Pick out each line in the records below that contains the word "mantle" and copy those lines.

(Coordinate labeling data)
================

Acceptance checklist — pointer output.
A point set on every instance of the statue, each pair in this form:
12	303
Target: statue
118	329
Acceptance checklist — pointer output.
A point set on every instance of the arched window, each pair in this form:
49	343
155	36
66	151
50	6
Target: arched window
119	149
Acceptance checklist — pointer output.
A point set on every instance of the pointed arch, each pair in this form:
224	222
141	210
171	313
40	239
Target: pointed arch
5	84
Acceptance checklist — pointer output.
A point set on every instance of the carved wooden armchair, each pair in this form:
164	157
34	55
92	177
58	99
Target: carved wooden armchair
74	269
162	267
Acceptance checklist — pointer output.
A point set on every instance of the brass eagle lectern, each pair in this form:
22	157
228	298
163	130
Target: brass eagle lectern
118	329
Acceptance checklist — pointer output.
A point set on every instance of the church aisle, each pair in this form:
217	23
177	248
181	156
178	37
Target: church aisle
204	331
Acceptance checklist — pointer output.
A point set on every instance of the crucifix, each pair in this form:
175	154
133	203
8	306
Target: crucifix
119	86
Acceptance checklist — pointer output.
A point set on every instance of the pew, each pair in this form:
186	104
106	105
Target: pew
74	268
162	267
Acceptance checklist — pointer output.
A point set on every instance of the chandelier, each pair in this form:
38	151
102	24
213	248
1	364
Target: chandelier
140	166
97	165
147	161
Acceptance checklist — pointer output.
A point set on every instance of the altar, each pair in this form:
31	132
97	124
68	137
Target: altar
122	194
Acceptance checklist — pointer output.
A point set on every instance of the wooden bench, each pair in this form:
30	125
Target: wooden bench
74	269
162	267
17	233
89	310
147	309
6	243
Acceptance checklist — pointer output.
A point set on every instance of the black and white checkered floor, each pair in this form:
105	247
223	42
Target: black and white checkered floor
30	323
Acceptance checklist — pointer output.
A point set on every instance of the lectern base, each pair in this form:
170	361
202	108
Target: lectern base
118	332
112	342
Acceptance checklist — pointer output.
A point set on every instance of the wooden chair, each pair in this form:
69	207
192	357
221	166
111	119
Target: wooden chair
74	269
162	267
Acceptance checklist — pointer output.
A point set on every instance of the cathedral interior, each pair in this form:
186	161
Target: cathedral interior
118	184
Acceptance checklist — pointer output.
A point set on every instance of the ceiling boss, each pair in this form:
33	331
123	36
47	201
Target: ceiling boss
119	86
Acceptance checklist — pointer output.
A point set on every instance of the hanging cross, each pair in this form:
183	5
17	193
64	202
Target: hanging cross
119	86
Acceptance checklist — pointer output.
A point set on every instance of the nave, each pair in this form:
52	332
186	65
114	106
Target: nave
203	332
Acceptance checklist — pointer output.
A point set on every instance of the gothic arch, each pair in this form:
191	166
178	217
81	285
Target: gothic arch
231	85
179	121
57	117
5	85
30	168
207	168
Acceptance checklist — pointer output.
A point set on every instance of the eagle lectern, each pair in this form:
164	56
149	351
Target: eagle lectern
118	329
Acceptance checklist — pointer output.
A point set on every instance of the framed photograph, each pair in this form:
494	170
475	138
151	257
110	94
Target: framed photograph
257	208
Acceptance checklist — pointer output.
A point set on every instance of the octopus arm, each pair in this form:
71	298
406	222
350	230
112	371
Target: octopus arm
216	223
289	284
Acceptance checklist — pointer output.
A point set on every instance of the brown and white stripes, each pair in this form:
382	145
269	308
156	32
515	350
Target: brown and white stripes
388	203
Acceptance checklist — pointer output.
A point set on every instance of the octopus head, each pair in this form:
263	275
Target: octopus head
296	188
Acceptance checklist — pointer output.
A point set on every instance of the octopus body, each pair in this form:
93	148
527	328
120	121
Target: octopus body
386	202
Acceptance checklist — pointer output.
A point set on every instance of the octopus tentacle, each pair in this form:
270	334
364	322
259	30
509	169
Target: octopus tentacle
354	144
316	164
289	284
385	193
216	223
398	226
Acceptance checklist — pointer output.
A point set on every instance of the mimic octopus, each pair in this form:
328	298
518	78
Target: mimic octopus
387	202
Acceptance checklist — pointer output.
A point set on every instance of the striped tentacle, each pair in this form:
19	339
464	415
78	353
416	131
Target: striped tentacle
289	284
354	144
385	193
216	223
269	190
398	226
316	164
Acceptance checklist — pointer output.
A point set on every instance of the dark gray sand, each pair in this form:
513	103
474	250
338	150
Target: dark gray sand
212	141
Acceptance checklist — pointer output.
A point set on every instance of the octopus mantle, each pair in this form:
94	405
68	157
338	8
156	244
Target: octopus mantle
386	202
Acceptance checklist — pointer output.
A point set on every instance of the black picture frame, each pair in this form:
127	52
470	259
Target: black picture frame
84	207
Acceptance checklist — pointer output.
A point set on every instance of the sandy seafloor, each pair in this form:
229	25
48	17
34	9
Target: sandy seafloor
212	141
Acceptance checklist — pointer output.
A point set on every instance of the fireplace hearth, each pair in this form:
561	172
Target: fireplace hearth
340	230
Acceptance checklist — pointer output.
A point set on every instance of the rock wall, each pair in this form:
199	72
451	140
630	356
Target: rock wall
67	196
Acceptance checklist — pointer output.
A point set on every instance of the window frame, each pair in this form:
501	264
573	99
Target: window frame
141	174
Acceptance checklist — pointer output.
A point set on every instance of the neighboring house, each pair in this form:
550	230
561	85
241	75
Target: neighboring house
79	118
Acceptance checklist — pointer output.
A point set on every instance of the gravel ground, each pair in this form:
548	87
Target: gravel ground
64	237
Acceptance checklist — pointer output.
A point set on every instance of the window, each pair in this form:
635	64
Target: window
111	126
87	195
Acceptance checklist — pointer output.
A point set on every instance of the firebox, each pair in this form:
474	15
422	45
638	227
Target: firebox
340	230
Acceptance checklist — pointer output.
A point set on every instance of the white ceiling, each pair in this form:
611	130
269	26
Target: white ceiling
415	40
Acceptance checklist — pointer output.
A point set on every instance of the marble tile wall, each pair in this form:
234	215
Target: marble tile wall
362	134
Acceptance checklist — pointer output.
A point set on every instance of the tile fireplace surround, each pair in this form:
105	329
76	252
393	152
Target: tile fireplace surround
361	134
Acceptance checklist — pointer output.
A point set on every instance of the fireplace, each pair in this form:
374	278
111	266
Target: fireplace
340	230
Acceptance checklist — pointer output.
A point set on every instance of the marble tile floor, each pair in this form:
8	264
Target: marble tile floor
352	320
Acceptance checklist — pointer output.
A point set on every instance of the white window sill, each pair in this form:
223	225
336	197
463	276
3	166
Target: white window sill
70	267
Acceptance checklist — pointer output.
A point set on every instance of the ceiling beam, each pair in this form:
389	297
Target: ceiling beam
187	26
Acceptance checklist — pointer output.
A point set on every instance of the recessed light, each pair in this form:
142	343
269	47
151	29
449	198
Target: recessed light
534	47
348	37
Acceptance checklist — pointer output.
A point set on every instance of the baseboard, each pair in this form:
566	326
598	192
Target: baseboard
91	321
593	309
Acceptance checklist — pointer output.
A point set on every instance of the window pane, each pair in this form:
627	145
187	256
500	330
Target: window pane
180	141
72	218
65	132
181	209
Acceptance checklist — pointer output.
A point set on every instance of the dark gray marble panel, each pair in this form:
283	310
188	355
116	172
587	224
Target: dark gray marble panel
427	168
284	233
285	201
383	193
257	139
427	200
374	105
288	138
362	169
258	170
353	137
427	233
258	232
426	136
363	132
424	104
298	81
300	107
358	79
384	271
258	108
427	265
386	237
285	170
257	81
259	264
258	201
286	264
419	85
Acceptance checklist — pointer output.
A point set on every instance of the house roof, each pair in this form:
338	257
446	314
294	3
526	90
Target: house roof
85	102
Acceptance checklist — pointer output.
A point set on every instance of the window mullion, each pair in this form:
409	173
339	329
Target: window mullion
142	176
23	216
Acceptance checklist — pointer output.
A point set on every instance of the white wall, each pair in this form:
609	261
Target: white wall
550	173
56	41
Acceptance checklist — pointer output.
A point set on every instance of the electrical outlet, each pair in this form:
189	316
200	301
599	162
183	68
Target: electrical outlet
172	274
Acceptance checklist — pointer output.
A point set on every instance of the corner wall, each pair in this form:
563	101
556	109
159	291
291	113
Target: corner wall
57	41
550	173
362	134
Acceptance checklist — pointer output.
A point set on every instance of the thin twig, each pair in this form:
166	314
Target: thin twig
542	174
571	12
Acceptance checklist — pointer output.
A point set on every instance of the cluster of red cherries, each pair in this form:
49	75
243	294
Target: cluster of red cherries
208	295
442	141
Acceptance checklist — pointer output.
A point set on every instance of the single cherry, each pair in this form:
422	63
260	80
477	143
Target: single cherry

================

▶ [Finished exercise]:
A point set on every instance of the octopus mantle, each pair in this form:
Target: octopus mantle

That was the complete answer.